## Task to complete
Please set down, exactly as written, the line containing "Where can you find the hanging" and every line after it through the end of the records.

Referring expression pointing data

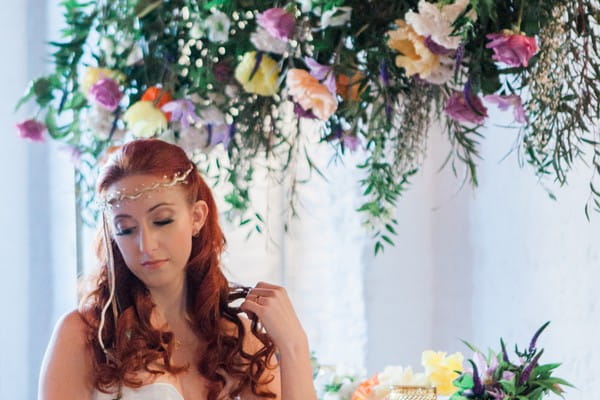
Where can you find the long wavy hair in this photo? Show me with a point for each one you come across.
(132, 343)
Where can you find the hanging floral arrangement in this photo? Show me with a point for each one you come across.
(231, 80)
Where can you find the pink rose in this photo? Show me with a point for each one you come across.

## Response to the exercise
Where can you find the hanging floral arrangement in this photo? Show me with a point for each one you come across.
(231, 80)
Where can you find the pink rose in this photo? Show me with a point for each one you come across.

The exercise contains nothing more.